-- GIVEN PASSAGE --
Robust brain tumor detection and classification via multi-technique image analysis

Abstract

Accurate detection and classification of brain tumors play a critical role in neurological diagnosis and treatment.Proposed work developed a sophisticated technique to precisely identify and classify brain neoplasms in medical imaging. Our approach integrates various techniques, including Otsu’s thresholding, anisotropic diffusion, modified 3-category Fuzzy C-Means (FCM) for segmentation after skull stripping and wavelet transformation for post-processing for segmentation, and Convolution neural networks for classification. This approach not only recognizes that discriminating healthy brain tissue from tumor-affected areas is challenging, yet it also focuses on finding abnormalities inside brain tumors and early detection of tiny tumor structures. Initial preprocessing stages improve the visibility of images and the identification of various regions while accurately classifying tumor locations into core, edema, and enhancing regions by segmentation as well. Ultimately, these segmented zones are refined using wavelet transforms, which remove noise and improve feature extraction. Our CNN architecture uses learned abstractions to distinguish between healthy and malignant regions, ensuring robust classification. It is particularly good at identifying tiny tumors and detecting anomalies inside tumor regions, which provides substantial advances in accurate tumor detection. Comprehensive hypothetical evaluations validate its efficacy, which could improve clinical diagnostics and perhaps influence brain tumor research and treatment approaches.

-- Referring expression items --
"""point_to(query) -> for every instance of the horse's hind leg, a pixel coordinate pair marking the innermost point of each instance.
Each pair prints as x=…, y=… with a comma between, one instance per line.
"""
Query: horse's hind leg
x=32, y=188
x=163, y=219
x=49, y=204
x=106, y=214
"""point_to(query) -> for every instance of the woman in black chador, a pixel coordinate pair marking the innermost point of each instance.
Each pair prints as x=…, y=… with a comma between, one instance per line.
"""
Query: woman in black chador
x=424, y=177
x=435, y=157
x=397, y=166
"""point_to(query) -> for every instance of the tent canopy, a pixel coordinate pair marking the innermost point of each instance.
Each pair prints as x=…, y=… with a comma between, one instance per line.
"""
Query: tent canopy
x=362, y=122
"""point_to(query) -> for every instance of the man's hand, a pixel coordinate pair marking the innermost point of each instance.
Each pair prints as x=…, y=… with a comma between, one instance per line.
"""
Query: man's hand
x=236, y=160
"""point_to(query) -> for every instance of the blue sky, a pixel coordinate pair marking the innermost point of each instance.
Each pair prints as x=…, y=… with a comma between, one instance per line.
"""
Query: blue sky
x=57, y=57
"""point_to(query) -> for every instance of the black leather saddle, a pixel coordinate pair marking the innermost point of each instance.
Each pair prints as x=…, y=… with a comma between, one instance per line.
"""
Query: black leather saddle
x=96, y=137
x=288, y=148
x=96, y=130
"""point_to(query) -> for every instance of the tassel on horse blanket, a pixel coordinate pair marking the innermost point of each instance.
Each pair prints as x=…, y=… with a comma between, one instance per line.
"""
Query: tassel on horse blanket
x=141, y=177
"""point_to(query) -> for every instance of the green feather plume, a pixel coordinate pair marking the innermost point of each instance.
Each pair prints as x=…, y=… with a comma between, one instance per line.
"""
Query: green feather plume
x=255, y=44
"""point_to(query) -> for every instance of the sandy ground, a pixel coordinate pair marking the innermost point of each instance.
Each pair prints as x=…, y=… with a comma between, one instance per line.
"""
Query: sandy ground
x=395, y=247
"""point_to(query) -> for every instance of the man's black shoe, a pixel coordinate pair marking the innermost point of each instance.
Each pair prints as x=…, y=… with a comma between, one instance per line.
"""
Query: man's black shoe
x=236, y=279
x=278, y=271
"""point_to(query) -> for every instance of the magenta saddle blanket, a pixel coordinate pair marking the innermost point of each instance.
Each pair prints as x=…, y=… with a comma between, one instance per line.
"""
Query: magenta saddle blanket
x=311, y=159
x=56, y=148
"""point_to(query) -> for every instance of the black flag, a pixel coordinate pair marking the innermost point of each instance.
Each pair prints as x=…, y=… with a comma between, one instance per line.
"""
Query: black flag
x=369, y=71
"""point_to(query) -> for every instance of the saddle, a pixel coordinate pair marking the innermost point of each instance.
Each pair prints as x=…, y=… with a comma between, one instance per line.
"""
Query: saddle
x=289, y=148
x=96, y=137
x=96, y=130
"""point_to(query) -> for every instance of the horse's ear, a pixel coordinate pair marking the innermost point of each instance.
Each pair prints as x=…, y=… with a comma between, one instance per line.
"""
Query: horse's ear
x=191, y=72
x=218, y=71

-- YOUR INSTRUCTIONS --
Reproduce the full brain tumor abstract from above, title included, with every word and punctuation mark unchanged.

-- ANSWER SECTION --
Robust brain tumor detection and classification via multi-technique image analysis

Abstract

Accurate detection and classification of brain tumors play a critical role in neurological diagnosis and treatment.Proposed work developed a sophisticated technique to precisely identify and classify brain neoplasms in medical imaging. Our approach integrates various techniques, including Otsu’s thresholding, anisotropic diffusion, modified 3-category Fuzzy C-Means (FCM) for segmentation after skull stripping and wavelet transformation for post-processing for segmentation, and Convolution neural networks for classification. This approach not only recognizes that discriminating healthy brain tissue from tumor-affected areas is challenging, yet it also focuses on finding abnormalities inside brain tumors and early detection of tiny tumor structures. Initial preprocessing stages improve the visibility of images and the identification of various regions while accurately classifying tumor locations into core, edema, and enhancing regions by segmentation as well. Ultimately, these segmented zones are refined using wavelet transforms, which remove noise and improve feature extraction. Our CNN architecture uses learned abstractions to distinguish between healthy and malignant regions, ensuring robust classification. It is particularly good at identifying tiny tumors and detecting anomalies inside tumor regions, which provides substantial advances in accurate tumor detection. Comprehensive hypothetical evaluations validate its efficacy, which could improve clinical diagnostics and perhaps influence brain tumor research and treatment approaches.